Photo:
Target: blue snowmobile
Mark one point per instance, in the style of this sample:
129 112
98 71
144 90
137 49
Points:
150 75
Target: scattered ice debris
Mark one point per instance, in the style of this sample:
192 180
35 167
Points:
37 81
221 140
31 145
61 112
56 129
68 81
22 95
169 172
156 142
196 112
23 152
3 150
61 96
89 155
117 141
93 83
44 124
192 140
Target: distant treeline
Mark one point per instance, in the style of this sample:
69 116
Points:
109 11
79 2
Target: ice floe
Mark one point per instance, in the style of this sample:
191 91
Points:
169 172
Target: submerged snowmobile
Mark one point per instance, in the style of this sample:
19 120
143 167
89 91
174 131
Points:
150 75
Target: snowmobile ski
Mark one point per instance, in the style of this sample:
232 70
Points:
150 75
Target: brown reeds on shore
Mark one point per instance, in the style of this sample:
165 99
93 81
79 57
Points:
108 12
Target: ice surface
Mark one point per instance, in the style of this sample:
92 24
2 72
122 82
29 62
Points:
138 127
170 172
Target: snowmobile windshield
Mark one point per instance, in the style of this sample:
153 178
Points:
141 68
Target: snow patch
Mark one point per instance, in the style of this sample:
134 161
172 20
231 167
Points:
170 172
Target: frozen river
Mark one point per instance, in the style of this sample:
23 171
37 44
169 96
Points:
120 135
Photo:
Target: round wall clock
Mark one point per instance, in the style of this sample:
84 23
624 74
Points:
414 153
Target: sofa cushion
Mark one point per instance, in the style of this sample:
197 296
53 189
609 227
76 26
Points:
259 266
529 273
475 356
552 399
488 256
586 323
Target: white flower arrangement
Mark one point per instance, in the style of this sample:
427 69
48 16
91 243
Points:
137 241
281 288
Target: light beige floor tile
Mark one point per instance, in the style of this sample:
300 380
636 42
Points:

------------------------------

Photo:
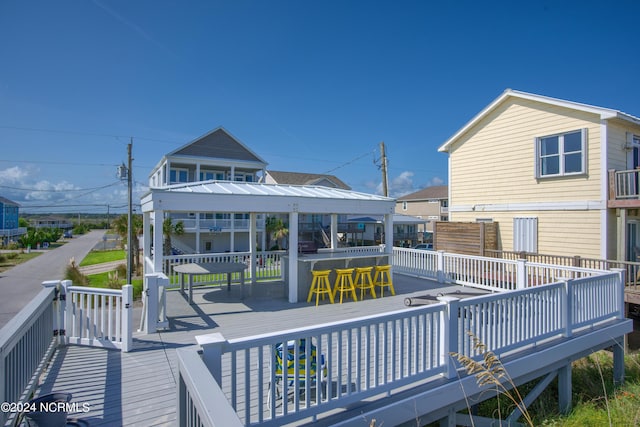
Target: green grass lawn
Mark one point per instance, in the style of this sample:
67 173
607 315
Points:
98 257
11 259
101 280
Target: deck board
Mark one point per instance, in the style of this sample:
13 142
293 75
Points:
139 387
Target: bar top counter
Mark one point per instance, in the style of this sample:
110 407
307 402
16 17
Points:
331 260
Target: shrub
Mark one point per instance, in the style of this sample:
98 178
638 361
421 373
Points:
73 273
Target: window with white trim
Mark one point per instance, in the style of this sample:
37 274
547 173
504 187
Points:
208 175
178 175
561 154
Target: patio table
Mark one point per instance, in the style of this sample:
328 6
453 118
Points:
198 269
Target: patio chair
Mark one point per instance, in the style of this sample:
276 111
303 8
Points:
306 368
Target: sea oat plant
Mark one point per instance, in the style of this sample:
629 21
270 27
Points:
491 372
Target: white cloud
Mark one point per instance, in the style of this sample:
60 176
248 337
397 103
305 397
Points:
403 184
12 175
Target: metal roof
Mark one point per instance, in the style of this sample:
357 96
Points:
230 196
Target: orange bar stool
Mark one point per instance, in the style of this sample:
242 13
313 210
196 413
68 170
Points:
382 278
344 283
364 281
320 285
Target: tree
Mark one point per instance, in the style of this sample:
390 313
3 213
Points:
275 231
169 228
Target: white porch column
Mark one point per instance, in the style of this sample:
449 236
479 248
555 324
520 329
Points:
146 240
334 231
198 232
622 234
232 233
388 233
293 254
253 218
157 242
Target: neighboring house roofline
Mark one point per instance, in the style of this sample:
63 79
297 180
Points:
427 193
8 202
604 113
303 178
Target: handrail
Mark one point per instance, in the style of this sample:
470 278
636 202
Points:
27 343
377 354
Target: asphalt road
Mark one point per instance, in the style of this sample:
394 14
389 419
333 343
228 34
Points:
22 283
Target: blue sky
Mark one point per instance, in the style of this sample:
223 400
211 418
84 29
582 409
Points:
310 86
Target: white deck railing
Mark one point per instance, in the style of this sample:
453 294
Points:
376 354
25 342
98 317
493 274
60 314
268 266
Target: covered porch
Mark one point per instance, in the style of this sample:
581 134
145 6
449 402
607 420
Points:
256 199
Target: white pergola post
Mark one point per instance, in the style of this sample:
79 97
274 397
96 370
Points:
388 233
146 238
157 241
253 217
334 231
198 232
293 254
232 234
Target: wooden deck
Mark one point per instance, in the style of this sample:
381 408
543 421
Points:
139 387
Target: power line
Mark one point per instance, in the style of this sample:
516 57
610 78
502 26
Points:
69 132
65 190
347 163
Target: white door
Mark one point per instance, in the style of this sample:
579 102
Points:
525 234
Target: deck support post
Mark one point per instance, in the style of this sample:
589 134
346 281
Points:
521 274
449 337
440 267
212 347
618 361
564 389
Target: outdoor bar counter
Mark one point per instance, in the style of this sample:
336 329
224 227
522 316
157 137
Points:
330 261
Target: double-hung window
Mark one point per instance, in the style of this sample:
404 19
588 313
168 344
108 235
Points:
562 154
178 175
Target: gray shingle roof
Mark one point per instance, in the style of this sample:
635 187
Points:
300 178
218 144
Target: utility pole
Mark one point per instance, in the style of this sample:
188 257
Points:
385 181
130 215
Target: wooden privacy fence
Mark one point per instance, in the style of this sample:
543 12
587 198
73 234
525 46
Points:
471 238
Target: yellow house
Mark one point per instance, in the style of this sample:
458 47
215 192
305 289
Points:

------------------------------

PROBLEM:
Count the lines of the data above that contain the string "porch", and reply with that number alone.

EXERCISE ANSWER:
2